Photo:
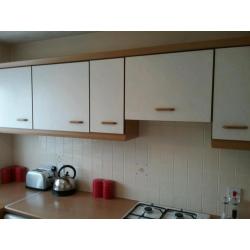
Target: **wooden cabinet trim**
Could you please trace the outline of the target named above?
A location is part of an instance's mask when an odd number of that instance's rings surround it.
[[[172,53],[172,52],[184,52],[192,50],[228,48],[228,47],[238,47],[238,46],[248,46],[248,45],[250,45],[250,36],[240,37],[240,38],[207,40],[201,42],[168,44],[162,46],[135,48],[127,50],[83,53],[83,54],[64,56],[64,57],[40,58],[40,59],[32,59],[24,61],[6,62],[0,64],[0,69],[44,65],[44,64],[80,62],[80,61],[99,60],[99,59],[111,59],[118,57],[153,55],[153,54]]]
[[[95,140],[100,139],[100,140],[113,140],[113,141],[127,141],[138,137],[139,122],[132,120],[125,121],[124,134],[68,132],[68,131],[38,130],[38,129],[12,129],[12,128],[0,128],[0,133],[73,137],[73,138],[86,138]]]
[[[213,148],[250,150],[250,141],[212,139]]]

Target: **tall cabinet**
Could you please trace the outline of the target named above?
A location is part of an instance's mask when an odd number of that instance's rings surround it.
[[[126,119],[211,121],[213,50],[126,58]]]
[[[0,69],[0,127],[32,129],[31,67]]]
[[[124,133],[124,58],[90,61],[90,131]]]
[[[213,139],[250,141],[250,47],[216,49]]]
[[[32,67],[34,129],[89,132],[89,62]]]

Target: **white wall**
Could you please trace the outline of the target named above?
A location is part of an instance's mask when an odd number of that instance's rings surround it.
[[[11,46],[0,43],[0,62],[10,61]]]
[[[12,59],[126,49],[198,41],[246,33],[100,32],[19,44]],[[248,33],[249,35],[249,33]],[[212,149],[206,124],[141,122],[140,137],[128,142],[15,136],[14,162],[73,164],[80,188],[96,177],[116,180],[118,195],[220,214],[226,186],[243,189],[241,216],[250,218],[250,151]]]
[[[17,164],[75,166],[81,190],[110,178],[120,197],[167,206],[219,215],[226,187],[241,187],[241,216],[250,217],[250,151],[211,148],[208,124],[141,122],[127,142],[16,136],[14,145]]]
[[[10,47],[0,44],[0,62],[10,60]],[[0,134],[0,168],[11,165],[13,162],[13,137],[7,134]]]
[[[21,43],[12,47],[11,60],[74,55],[163,44],[250,35],[250,32],[95,32],[73,37]]]

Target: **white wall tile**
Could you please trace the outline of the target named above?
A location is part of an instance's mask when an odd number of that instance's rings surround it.
[[[127,142],[15,136],[14,162],[72,164],[81,190],[104,177],[117,182],[120,197],[218,215],[226,188],[237,186],[240,212],[250,217],[250,151],[210,144],[210,124],[140,122],[140,137]]]

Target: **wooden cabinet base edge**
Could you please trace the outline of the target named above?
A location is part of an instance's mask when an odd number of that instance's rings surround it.
[[[92,133],[92,132],[84,133],[84,132],[68,132],[68,131],[37,130],[37,129],[13,129],[13,128],[0,128],[0,133],[73,137],[73,138],[86,138],[95,140],[127,141],[138,137],[139,122],[132,120],[125,121],[124,134]]]
[[[80,62],[80,61],[89,61],[98,59],[153,55],[161,53],[184,52],[191,50],[227,48],[227,47],[248,46],[248,45],[250,45],[250,37],[246,36],[246,37],[225,38],[225,39],[207,40],[199,42],[167,44],[162,46],[134,48],[127,50],[83,53],[83,54],[64,56],[64,57],[40,58],[40,59],[24,60],[16,62],[5,62],[5,63],[0,63],[0,68],[3,69],[3,68],[13,68],[13,67],[23,67],[23,66],[44,65],[44,64]]]
[[[0,208],[0,219],[4,217],[4,208]]]
[[[250,141],[212,139],[213,148],[250,150]]]

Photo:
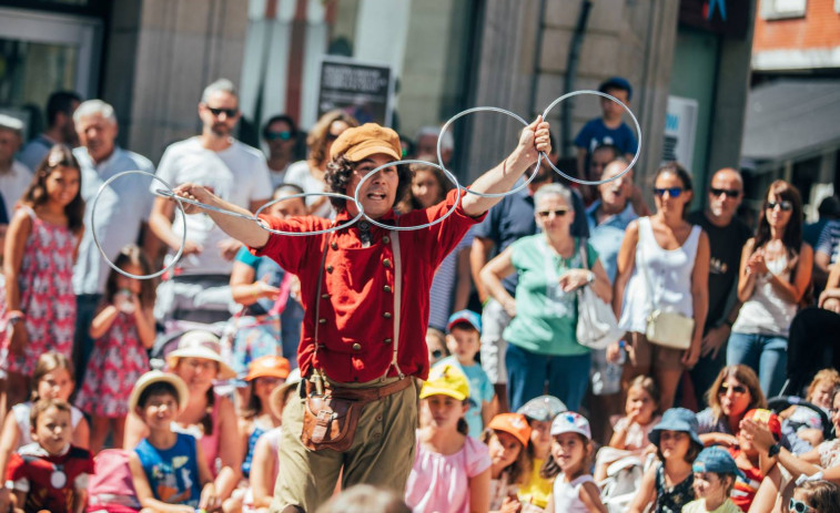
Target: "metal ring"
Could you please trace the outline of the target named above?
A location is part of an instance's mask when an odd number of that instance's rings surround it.
[[[566,173],[564,173],[560,170],[558,170],[557,166],[555,166],[548,157],[546,157],[546,162],[548,162],[548,165],[551,166],[551,168],[555,172],[557,172],[560,176],[563,176],[566,179],[570,179],[571,182],[577,182],[578,184],[584,184],[584,185],[600,185],[600,184],[606,184],[608,182],[613,182],[614,179],[620,178],[628,171],[630,171],[634,165],[636,165],[636,161],[639,160],[639,152],[641,151],[641,126],[639,126],[639,120],[636,119],[636,115],[632,113],[632,111],[630,110],[630,107],[628,107],[627,105],[625,105],[620,100],[618,100],[617,98],[615,98],[613,95],[609,95],[607,93],[601,93],[600,91],[590,91],[590,90],[573,91],[573,92],[566,93],[563,96],[558,98],[557,100],[553,101],[551,104],[548,105],[545,111],[543,111],[543,119],[545,120],[546,115],[548,114],[548,111],[550,111],[551,109],[554,109],[554,106],[557,105],[558,103],[560,103],[561,101],[568,100],[568,99],[570,99],[573,96],[578,96],[580,94],[596,94],[598,96],[604,96],[604,98],[606,98],[608,100],[611,100],[611,101],[618,103],[619,105],[621,105],[624,107],[625,111],[627,111],[628,114],[630,114],[630,119],[632,120],[632,123],[636,125],[636,134],[638,135],[638,138],[639,138],[638,144],[636,146],[636,154],[632,156],[632,161],[630,161],[630,163],[627,165],[627,167],[625,167],[625,170],[623,172],[618,173],[617,175],[613,176],[611,178],[599,179],[599,181],[589,181],[589,179],[575,178],[574,176],[569,176]]]
[[[447,178],[449,178],[452,181],[452,183],[455,184],[455,187],[458,189],[458,195],[461,195],[461,189],[463,187],[458,183],[458,178],[456,178],[455,175],[453,175],[446,167],[444,167],[442,165],[437,165],[437,164],[432,163],[432,162],[426,162],[426,161],[412,161],[412,160],[408,160],[408,161],[395,161],[395,162],[388,162],[387,164],[383,164],[379,167],[376,167],[375,170],[372,170],[370,173],[367,173],[366,175],[364,175],[362,177],[362,179],[358,181],[358,185],[356,185],[356,192],[355,192],[355,194],[353,196],[353,201],[356,202],[356,205],[358,205],[360,212],[362,212],[362,209],[361,209],[362,204],[358,202],[358,193],[360,193],[360,191],[362,191],[362,184],[365,183],[365,181],[367,178],[370,178],[371,176],[373,176],[376,173],[378,173],[379,170],[383,170],[385,167],[391,167],[391,166],[397,166],[397,165],[401,165],[401,164],[424,164],[424,165],[431,165],[433,167],[437,167],[438,170],[441,170],[446,175]],[[374,224],[374,225],[376,225],[376,226],[378,226],[381,228],[393,229],[395,232],[412,232],[412,230],[415,230],[415,229],[428,228],[429,226],[434,226],[434,225],[436,225],[438,223],[442,223],[445,218],[449,217],[455,212],[455,209],[458,207],[459,203],[461,203],[461,198],[458,198],[457,202],[454,202],[453,205],[452,205],[452,208],[449,208],[446,212],[446,214],[444,214],[442,217],[438,217],[437,219],[433,220],[432,223],[426,223],[424,225],[417,225],[417,226],[391,226],[391,225],[386,225],[384,223],[379,223],[376,219],[372,219],[367,214],[363,214],[363,215],[365,216],[365,219],[367,219],[367,220],[371,222],[371,224]]]
[[[441,156],[441,148],[442,148],[442,143],[443,143],[443,138],[444,138],[443,136],[446,133],[446,131],[449,129],[449,125],[455,120],[457,120],[458,117],[465,116],[467,114],[472,114],[474,112],[499,112],[502,114],[509,115],[510,117],[515,119],[516,121],[518,121],[519,123],[522,123],[526,127],[528,126],[528,122],[525,121],[524,119],[522,119],[518,114],[515,114],[515,113],[513,113],[510,111],[506,111],[504,109],[499,109],[497,106],[475,106],[473,109],[467,109],[466,111],[458,112],[454,116],[449,117],[449,121],[447,121],[446,123],[444,123],[444,126],[441,129],[441,135],[437,136],[437,162],[441,164],[438,166],[438,168],[441,171],[443,171],[444,173],[448,173],[449,175],[452,175],[452,173],[449,173],[449,171],[444,166],[444,160]],[[518,193],[523,188],[527,187],[528,184],[537,176],[537,173],[539,172],[539,164],[540,164],[542,160],[543,160],[543,154],[539,153],[537,155],[537,164],[534,167],[534,173],[530,174],[530,176],[528,177],[528,179],[525,181],[524,184],[522,184],[518,187],[515,187],[515,188],[513,188],[513,189],[510,189],[510,191],[508,191],[506,193],[478,193],[476,191],[472,191],[472,189],[468,189],[466,187],[462,187],[462,188],[464,191],[466,191],[467,193],[469,193],[469,194],[475,194],[476,196],[480,196],[480,197],[505,197],[505,196],[509,196],[510,194]]]
[[[178,248],[178,253],[175,253],[175,257],[172,258],[172,261],[166,267],[164,267],[163,269],[159,270],[158,273],[154,273],[154,274],[151,274],[151,275],[132,275],[131,273],[128,273],[125,270],[120,269],[119,267],[117,267],[113,264],[113,261],[111,261],[108,258],[108,255],[105,255],[105,250],[102,249],[102,245],[99,243],[99,237],[97,237],[97,204],[99,203],[99,197],[102,195],[102,192],[114,179],[120,178],[120,177],[125,176],[125,175],[136,175],[136,174],[150,176],[150,177],[156,179],[158,182],[162,183],[170,192],[172,191],[172,187],[170,187],[170,185],[163,178],[161,178],[160,176],[154,175],[153,173],[149,173],[146,171],[134,170],[134,171],[123,171],[122,173],[118,173],[118,174],[111,176],[110,178],[108,178],[99,187],[99,192],[93,197],[93,204],[91,205],[91,208],[90,208],[90,217],[91,217],[90,218],[90,224],[91,224],[90,228],[91,228],[91,235],[93,235],[93,244],[97,246],[97,249],[99,249],[99,253],[102,255],[102,258],[105,259],[105,264],[108,264],[109,267],[111,267],[117,273],[120,273],[121,275],[123,275],[125,277],[129,277],[129,278],[134,278],[134,279],[152,279],[152,278],[156,278],[156,277],[161,276],[162,274],[166,273],[169,269],[171,269],[172,267],[174,267],[174,265],[178,264],[178,260],[181,259],[181,255],[183,255],[183,253],[184,253],[184,246],[186,246],[186,213],[184,212],[184,206],[181,204],[181,201],[183,198],[178,197],[174,194],[171,194],[175,198],[175,201],[178,202],[178,207],[181,209],[181,222],[183,223],[183,228],[184,228],[183,233],[181,234],[181,247]]]
[[[174,191],[172,191],[172,189],[164,191],[162,188],[159,188],[154,193],[158,194],[159,196],[163,196],[163,197],[178,198],[179,201],[181,201],[183,203],[189,203],[190,205],[195,205],[195,206],[198,206],[200,208],[203,208],[205,211],[217,212],[217,213],[224,214],[226,216],[241,217],[241,218],[246,219],[246,220],[256,220],[256,216],[254,216],[254,215],[246,216],[245,214],[240,214],[239,212],[227,211],[225,208],[220,208],[217,206],[208,205],[206,203],[201,203],[201,202],[195,201],[195,199],[190,199],[190,198],[186,198],[186,197],[182,197],[182,196],[176,195],[174,193]]]
[[[259,217],[261,212],[263,212],[264,209],[266,209],[270,206],[274,205],[275,203],[285,202],[286,199],[293,199],[293,198],[296,198],[296,197],[306,197],[306,196],[338,197],[338,198],[350,199],[351,202],[355,202],[355,199],[353,199],[352,197],[347,196],[346,194],[340,194],[340,193],[323,192],[323,193],[291,194],[289,196],[283,196],[283,197],[277,198],[277,199],[272,199],[271,202],[269,202],[265,205],[263,205],[260,208],[257,208],[256,212],[254,213],[254,218],[256,220],[256,225],[259,227],[261,227],[262,229],[269,232],[270,234],[274,234],[274,235],[291,235],[292,237],[301,237],[301,236],[304,236],[304,235],[322,235],[322,234],[328,234],[328,233],[332,233],[332,232],[337,232],[340,229],[343,229],[343,228],[352,226],[355,222],[357,222],[358,219],[361,219],[362,216],[364,215],[364,208],[362,207],[362,205],[357,205],[357,207],[358,207],[358,214],[356,215],[356,217],[350,219],[348,222],[346,222],[346,223],[344,223],[342,225],[333,226],[332,228],[326,228],[326,229],[317,229],[317,230],[314,230],[314,232],[283,232],[282,229],[273,229],[273,228],[267,227],[265,225],[265,220],[263,220],[263,219],[261,219]]]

* [Work to complete] Quote the data word for word from its first line through the line that contains "[[[213,148],[250,150],[250,141],[212,139]]]", including that line. Leave the picture out of your answer.

* [Correct answer]
Photo:
Target: **wooden cabinet trim**
Could you please trace the outline of the target named above?
A location is part of an instance's mask when an odd number of that instance's rings surround it.
[[[172,53],[172,52],[184,52],[192,50],[228,48],[228,47],[238,47],[238,46],[248,46],[248,45],[250,45],[250,36],[240,37],[240,38],[207,40],[201,42],[168,44],[162,46],[135,48],[127,50],[83,53],[83,54],[64,56],[64,57],[40,58],[40,59],[32,59],[24,61],[6,62],[0,64],[0,69],[44,65],[44,64],[80,62],[80,61],[99,60],[99,59],[111,59],[118,57],[153,55],[153,54]]]
[[[95,140],[100,139],[100,140],[113,140],[113,141],[127,141],[138,137],[139,122],[132,120],[125,121],[124,134],[68,132],[68,131],[38,130],[38,129],[12,129],[12,128],[0,128],[0,133],[73,137],[73,138],[86,138]]]
[[[213,148],[250,150],[250,141],[212,139]]]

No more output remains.